Consignes
A) Répondez aux questions suivantes sur l'extrait consacré aux urgences de la pandémie :
(i) Quelles sont les trois urgences que la pandémie a provoquées ?
(ii) Comme quoi le Covid-19 est-il décrit ?
(iii) Grâce à quoi le capital peut-il espérer rendre la production plus efficace et mieux contrôler l'activité des travailleurs ?
B) Poursuivez l'extrait sur les urgences de la pandémie après sa dernière phrase.

Texte à lire
La pandémie actuelle a provoqué trois urgences distinctes : une urgence sanitaire, une urgence économique et une urgence politique. La première urgence est, en réalité, à la fois sanitaire et environnementale ; il est évident qu’elle ne pourra être résolue uniquement par les mesures prises, dans l’instant, pour combattre la propagation du virus. Il semble clair désormais que le Covid-19 est, en fait, un SRAS de deuxième génération : cela signifie que le scénario des effets de débordement devient une réalité inquiétante. Le passage de l’animal à l’homme (dans ce cas, peut-être, de la chauve-souris au serpent puis à l’homme) révèle l’énorme problème de notre cohabitation toujours plus grande avec les autres espèces, conséquence directe d’une terrible érosion des espaces non anthropisés ou faiblement anthropisés. Dans le même temps, l’urgence sanitaire – plus encore que les catastrophes climatiques – oblige à repenser la centralité de l’être humain que le concept d’anthropocène, aujourd’hui en vogue, semble impliquer. La nature est bien plus forte que nous, et nous continuerons à en faire l’expérience pendant longtemps : l’environnement, la santé (et même la survie) et la politique semblent désormais tellement imbriquées qu’on ne peut en distinguer, si ce n’est par convention ou par artifice, les différents plans. Quatre cents ans après le Léviathan de Hobbes, la politique pourrait revenir à sa fonction élémentaire : protéger les citoyens contre la menace d’une mort violente (ou, comme dans le cas présent, seulement prématurée).
La deuxième urgence – l’urgence économique – impacte directement les conditions de vie des populations et les conditions de reproduction du capital, c’est-à-dire ses marges de profit. La décision politique consistant à contenir le nombre de morts – commune aux démocraties libérales et aux régimes totalitaires –, qui était inéluctable, a entraîné un brusque bouleversement des perspectives économiques, avec une probable baisse à deux chiffres du PIB dans la plupart des pays. Ça ne sera pas facile à surmonter. Cependant, le capital, comme c’est le cas depuis un certain temps, a déjà les idées plus claires. Ainsi, avec le smart working et le télétravail, il peut espérer rendre la production plus efficace et avoir un plus grand contrôle sur l’activité des travailleurs. À court terme, on ne peut l’exclure, le renforcement de cette domination – qui accélère des processus entamés déjà depuis des décennies – pourrait bien garantir au capital de nouvelles marges de profit. Bien que des moments de friction et des épisodes de résistance aient été nombreux au cours des dernières décennies, ceux qui se retrouvent dans une relation d’exclusion et/ou d’exploitation vis-vis du capital ne parviennent pas vraiment à l’inquiéter. De temps en temps, ils offrent un témoignage ; au mieux, ils montrent la voie, mais n’ont aucune incidence. La trajectoire du second XXe siècle s’est interrompue. Elle avait été rendue possible, d’une part, par la croissance du mouvement ouvrier en tant que force organisée et, d’autre part, par le soutien massif à la consommation engendré par l’État providence (une réponse au communisme et une réponse aux progrès techniques dans le processus de production). Le panorama socio-économique et les rapports de force entre capital « réel » et capital financier sont radicalement différents de ceux qui ont permis d’ouvrir la parenthèse des Trente Glorieuses ; aujourd’hui, un retour au keynésianisme classique, que certains appellent de leurs vœux, semble difficile à proposer.

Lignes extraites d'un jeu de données
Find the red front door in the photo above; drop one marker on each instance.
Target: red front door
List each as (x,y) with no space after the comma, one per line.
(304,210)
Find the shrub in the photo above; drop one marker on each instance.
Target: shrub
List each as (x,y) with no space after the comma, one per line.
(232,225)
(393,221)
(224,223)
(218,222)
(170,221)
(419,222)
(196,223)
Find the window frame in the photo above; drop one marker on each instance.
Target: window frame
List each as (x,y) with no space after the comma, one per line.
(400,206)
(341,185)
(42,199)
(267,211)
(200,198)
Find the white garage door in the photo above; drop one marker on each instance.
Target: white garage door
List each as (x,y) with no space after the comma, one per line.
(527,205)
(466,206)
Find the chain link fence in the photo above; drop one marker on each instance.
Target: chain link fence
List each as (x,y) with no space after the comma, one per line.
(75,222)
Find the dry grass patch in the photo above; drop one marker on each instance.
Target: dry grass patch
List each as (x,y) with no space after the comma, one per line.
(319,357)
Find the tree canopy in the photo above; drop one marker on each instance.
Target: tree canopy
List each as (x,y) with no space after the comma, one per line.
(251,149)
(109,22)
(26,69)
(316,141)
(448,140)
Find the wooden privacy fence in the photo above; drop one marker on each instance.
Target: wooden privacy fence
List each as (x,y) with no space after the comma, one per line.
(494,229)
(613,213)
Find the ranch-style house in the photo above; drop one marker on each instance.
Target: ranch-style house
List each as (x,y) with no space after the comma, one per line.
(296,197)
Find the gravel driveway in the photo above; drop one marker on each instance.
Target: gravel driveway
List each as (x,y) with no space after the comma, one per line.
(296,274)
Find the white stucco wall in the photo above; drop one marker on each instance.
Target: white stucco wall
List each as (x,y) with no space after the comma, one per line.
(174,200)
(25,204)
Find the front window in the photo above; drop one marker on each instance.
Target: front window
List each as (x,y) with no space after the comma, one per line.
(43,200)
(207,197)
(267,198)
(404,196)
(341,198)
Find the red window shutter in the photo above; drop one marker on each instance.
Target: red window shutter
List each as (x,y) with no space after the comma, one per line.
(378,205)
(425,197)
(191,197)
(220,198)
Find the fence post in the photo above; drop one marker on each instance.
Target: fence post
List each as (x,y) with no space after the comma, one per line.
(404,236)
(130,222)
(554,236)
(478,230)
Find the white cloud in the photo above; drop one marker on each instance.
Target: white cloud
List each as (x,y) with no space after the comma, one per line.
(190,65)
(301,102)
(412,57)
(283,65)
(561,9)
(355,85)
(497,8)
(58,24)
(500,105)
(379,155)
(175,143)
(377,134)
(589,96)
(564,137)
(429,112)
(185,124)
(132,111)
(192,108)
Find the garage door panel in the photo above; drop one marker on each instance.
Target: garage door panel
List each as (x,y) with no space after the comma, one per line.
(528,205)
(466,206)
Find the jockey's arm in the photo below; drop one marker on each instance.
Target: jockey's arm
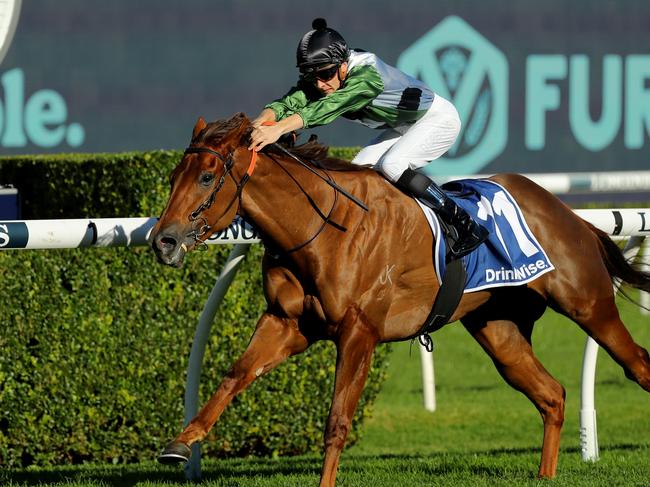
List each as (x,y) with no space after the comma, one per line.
(267,115)
(264,135)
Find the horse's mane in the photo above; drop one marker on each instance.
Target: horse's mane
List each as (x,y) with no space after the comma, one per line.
(310,151)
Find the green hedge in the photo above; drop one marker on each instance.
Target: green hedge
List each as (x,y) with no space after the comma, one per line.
(95,342)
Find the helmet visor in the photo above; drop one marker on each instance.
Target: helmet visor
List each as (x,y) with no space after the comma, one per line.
(320,73)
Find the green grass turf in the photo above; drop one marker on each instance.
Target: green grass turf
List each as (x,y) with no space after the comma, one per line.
(482,433)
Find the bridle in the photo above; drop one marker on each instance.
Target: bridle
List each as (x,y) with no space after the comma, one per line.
(229,163)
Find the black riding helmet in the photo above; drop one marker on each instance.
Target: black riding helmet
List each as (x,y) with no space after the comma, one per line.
(320,47)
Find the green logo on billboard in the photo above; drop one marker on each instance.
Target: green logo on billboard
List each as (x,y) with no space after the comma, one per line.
(464,67)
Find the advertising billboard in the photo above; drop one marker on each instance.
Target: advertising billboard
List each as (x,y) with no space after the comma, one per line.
(550,86)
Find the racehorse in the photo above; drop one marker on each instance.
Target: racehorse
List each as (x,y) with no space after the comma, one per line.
(325,275)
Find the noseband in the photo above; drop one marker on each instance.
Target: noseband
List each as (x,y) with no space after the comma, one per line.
(228,163)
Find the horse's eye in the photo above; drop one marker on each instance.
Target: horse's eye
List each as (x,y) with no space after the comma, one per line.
(206,179)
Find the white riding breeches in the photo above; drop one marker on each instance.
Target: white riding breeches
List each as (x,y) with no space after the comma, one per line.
(427,139)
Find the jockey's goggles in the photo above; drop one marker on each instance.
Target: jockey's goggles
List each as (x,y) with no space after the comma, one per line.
(324,74)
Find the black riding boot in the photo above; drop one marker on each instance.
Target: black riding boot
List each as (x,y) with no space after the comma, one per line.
(469,234)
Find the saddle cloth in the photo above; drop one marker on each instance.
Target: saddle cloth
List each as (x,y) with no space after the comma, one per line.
(511,256)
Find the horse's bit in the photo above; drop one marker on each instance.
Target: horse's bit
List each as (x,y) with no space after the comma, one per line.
(228,164)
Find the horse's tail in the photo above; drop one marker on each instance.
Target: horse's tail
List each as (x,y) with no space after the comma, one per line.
(616,263)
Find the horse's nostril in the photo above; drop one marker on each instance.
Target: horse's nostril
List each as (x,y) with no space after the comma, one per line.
(167,243)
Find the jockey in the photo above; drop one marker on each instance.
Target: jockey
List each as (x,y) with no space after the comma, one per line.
(418,125)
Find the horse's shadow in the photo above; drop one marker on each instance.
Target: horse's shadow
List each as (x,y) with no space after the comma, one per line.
(231,471)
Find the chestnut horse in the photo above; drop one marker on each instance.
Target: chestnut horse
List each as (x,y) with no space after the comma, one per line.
(325,276)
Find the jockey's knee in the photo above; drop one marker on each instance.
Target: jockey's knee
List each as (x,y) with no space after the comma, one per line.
(392,169)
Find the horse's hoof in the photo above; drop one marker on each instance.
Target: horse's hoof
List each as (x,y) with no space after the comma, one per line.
(175,452)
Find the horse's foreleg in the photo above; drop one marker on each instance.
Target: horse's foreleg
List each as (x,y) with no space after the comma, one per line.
(274,340)
(514,359)
(355,346)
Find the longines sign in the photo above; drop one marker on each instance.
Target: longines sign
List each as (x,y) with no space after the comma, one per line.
(467,68)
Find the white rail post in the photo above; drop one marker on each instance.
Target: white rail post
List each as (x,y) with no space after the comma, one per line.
(588,430)
(193,467)
(428,379)
(644,297)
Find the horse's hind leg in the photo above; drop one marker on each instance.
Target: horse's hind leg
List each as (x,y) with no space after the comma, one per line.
(513,356)
(600,320)
(355,345)
(274,340)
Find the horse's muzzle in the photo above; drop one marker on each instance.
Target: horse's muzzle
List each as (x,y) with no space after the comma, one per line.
(169,247)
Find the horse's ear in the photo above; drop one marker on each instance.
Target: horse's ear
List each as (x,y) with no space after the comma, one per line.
(200,125)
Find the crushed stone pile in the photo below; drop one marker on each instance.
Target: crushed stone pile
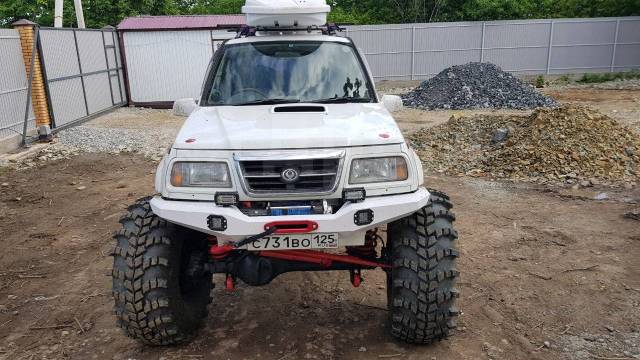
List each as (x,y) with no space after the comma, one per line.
(473,86)
(571,144)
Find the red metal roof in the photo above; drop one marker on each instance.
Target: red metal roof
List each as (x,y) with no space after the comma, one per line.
(180,22)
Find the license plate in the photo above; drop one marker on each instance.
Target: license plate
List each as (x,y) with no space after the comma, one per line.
(295,241)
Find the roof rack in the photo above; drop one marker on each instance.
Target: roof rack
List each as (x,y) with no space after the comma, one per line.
(327,29)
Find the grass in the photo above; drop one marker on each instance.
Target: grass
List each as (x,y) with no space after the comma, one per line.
(600,78)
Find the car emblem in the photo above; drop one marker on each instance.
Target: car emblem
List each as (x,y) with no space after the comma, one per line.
(289,175)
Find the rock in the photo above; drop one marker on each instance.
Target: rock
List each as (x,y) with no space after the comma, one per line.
(475,85)
(629,151)
(633,215)
(601,196)
(609,328)
(585,183)
(500,135)
(560,145)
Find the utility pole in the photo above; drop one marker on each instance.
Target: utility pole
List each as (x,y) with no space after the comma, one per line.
(79,13)
(57,19)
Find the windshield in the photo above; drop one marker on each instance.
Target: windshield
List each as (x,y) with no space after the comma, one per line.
(293,71)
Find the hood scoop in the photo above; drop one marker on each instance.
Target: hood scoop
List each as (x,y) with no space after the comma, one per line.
(300,109)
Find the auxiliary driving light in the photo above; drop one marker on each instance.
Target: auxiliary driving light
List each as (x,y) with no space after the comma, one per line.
(226,199)
(217,223)
(363,217)
(354,195)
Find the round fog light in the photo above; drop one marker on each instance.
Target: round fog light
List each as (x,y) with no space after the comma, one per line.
(363,217)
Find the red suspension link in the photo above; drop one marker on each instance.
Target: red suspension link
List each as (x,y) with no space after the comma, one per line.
(368,250)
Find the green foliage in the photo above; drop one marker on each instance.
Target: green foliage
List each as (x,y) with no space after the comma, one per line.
(599,78)
(99,13)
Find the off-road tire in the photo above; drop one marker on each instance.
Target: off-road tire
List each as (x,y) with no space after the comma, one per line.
(160,288)
(421,292)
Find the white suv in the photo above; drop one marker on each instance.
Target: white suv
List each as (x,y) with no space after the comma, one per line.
(290,153)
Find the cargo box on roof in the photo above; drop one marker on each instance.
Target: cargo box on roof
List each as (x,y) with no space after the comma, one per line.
(286,13)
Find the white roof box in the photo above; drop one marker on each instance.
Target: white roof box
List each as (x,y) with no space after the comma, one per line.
(286,13)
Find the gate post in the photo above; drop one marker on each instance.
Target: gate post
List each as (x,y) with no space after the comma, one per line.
(26,29)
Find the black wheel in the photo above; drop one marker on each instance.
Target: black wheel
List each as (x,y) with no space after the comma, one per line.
(421,292)
(160,286)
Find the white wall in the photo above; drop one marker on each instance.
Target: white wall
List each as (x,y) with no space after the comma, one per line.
(168,65)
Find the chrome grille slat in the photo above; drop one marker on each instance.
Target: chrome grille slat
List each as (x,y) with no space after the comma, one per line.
(316,175)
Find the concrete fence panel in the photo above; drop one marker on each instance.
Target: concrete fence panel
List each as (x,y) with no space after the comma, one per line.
(562,46)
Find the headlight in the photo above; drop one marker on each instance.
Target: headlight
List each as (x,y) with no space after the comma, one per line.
(200,174)
(374,170)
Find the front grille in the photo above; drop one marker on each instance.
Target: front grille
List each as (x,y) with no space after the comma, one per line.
(315,175)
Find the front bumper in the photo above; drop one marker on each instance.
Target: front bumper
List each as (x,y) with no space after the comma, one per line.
(239,226)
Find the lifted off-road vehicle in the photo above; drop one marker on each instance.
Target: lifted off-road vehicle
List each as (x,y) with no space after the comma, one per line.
(290,162)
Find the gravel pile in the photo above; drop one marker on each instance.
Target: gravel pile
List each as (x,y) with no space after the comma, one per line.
(571,144)
(473,86)
(117,140)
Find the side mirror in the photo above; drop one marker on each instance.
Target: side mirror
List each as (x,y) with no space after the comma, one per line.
(184,107)
(393,103)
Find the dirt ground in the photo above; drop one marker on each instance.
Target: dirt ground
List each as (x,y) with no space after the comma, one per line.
(546,273)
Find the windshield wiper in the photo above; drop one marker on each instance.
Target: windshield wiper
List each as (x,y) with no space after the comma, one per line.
(343,100)
(269,102)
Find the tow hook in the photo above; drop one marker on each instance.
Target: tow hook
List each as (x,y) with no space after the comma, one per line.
(229,283)
(355,277)
(218,252)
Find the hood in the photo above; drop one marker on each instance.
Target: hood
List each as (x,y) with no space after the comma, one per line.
(263,127)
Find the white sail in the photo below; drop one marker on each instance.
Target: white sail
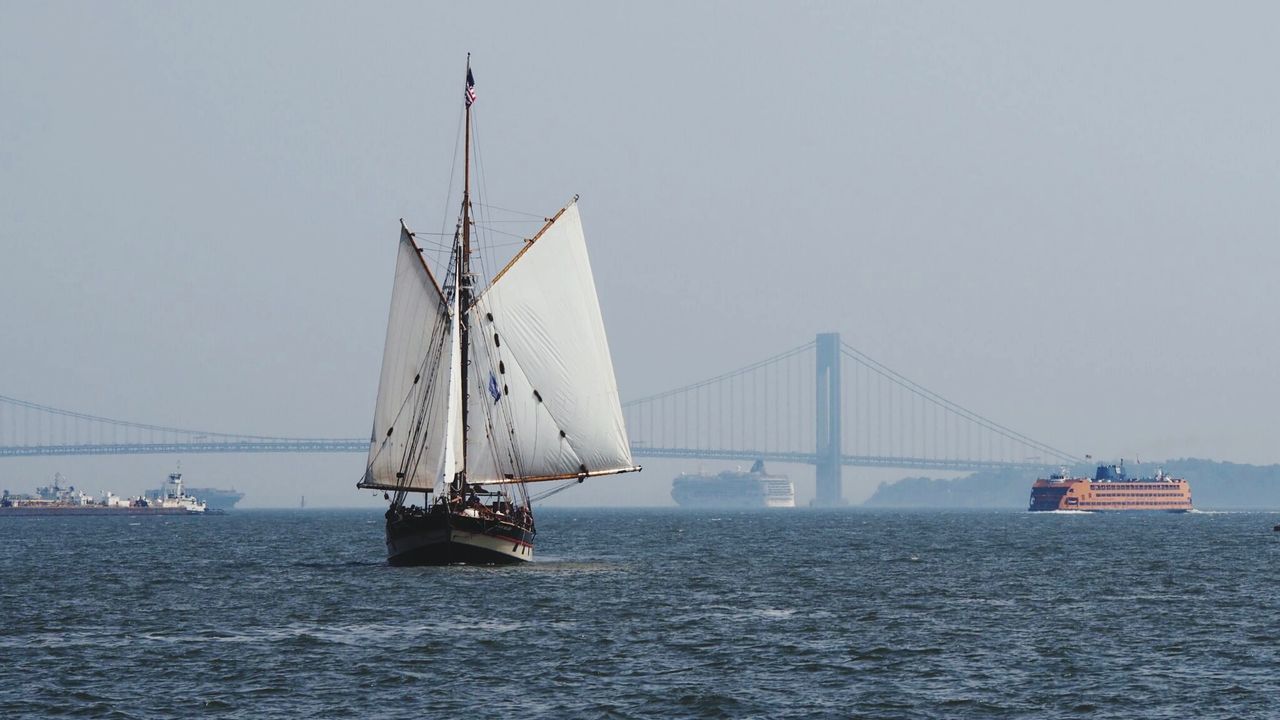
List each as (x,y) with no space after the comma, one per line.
(538,340)
(412,392)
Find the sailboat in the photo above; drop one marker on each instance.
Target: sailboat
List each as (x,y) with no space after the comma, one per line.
(489,386)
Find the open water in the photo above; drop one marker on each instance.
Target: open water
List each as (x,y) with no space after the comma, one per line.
(647,614)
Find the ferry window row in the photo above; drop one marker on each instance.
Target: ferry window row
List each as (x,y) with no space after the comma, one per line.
(1105,493)
(1143,502)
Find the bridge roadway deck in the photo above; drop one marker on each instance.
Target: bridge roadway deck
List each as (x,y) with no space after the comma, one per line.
(357,445)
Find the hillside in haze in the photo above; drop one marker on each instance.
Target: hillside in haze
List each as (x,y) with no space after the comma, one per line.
(1214,486)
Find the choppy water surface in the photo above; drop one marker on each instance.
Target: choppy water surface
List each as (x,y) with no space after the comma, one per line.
(647,614)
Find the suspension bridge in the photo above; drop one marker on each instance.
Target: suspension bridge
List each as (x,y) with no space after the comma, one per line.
(823,402)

Réponses
A)
(i) La pandémie a provoqué une urgence sanitaire, une urgence économique et une urgence politique.
(ii) Le Covid-19 est décrit comme un SRAS de deuxième génération.
(iii) Le capital peut l'espérer grâce au smart working et au télétravail.

B)
La troisième urgence – l’urgence politique – concerne directement l’Union Européenne. Historiquement, cette dernière a représenté la tentative d’abolir tout écart entre le marché et la vie (voir les soi-disant « réformes structurelles » exigées de beaucoup de ses États membres), entre l’équilibre budgétaire (Maastricht) et la politique de la concurrence (protection des consommateurs et de la propriété intellectuelle) selon un dessein que l’on pouvait deviner dès le départ, mais qui ne deviendra évident pour tous qu’à partir de la crise grecque de 2015 : l’absorption totale et – dans l’idée de ses architectes allemands – irréversible de la politique dans l’économie, dans le sens typiquement ordolibéral où la politique a pour unique devoir de multiplier des instances de régulation proches du modèle de la concurrence parfaite – une ligne d’horizon que trace la correspondance absolue entre société et marché.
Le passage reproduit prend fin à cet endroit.